**SUPPLIED PASSAGE**

===============

France stayed his course and a collection of cars and drivers from other NASCAR series filled out the field. Unheralded Richard Brickhouse scored his only NASCAR Cup win that day and a young late-model driver from Winston-Salem, N.C., named Richard Childress made his first Cup start. The money he earned from Talladega helped provide the foundation for what would become one of NASCAR's most decorated teams.

At that time, the drivers had organized, creating the Professional Drivers Association (PDA), which was similar to current players associations in Major League Baseball, the NFL, the NBA and the NHL. But after Talladega in 1969, the PDA never developed into a viable players association and eventually disbanded.

Since 1994, every major professional sports league has had a strike or a lockout except NASCAR. MLB went on strike that year, which wiped out the World Series. Meanwhile, NASCAR had benefited because its participants are independent contractors. NASCAR sanctions races at various tracks on the schedule and issues competitive licenses to the teams and drivers that want to participate. For those teams that may not have the resources to compete, there are usually other team owners interested in attempting to qualify for that spot on the starting grid.

"We don't sit back and take for granted the relationships we've got and the independent-ness of our sport, but we work very hard to make sure we keep it going," said NASCAR President Mike Helton. "Just because we are not organized in the same fashion as football, baseball and basketball doesn't mean we can't have challenges, too. That is why we have to work on keeping it as favorable for everybody in the sport. Everybody has to benefit from what happens."

One of NASCAR's major benefits is the control it has on its sport. But there is also plenty of cooperation from the various constituents involved in the sport.

===============

**STATED GOAL A**
Format the listing as a numbered list, from the line containing "target: bus windshield" down through the line containing "208), (233, 204)]", leaving out blank lines.
The NASCAR passage and the listing have no connection to each other.

**SUPPLIED INFORMATION**

===============

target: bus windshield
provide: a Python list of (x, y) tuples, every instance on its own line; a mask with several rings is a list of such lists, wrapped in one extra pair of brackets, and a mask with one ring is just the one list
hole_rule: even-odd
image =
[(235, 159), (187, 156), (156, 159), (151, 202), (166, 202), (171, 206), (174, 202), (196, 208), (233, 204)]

===============

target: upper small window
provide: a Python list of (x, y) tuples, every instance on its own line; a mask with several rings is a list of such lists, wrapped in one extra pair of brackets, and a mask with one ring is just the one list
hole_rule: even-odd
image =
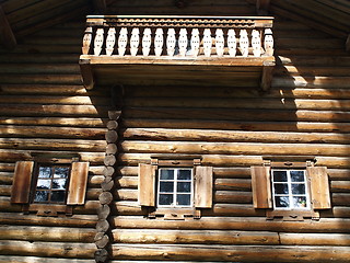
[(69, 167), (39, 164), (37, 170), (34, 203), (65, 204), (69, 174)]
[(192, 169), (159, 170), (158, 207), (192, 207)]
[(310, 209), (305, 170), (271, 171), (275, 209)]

===============

**STATED GOAL B**
Condense the paragraph of the NASCAR passage that begins "Since 1994, every major professional sports league" into a shorter version that keeps its main facts.

**FINISHED ANSWER A**
1. target: bus windshield
2. provide: a Python list of (x, y) tuples, every instance on its own line; a mask with several rings is a list of such lists, wrapped in one extra pair of brackets, and a mask with one ring is just the one list
3. hole_rule: even-odd
4. image =
5. [(235, 159), (187, 156), (156, 159), (151, 202), (166, 202), (171, 206), (174, 202), (196, 208), (233, 204)]

**FINISHED ANSWER B**
Since 1994, every major professional sports league except NASCAR has had a strike or lockout; that year an MLB strike wiped out the World Series. NASCAR has benefited because its participants are independent contractors. It sanctions races at tracks on the schedule and licenses the teams and drivers who want to compete. When a team lacks the resources to compete, other owners are usually interested in trying to qualify for its spot on the starting grid.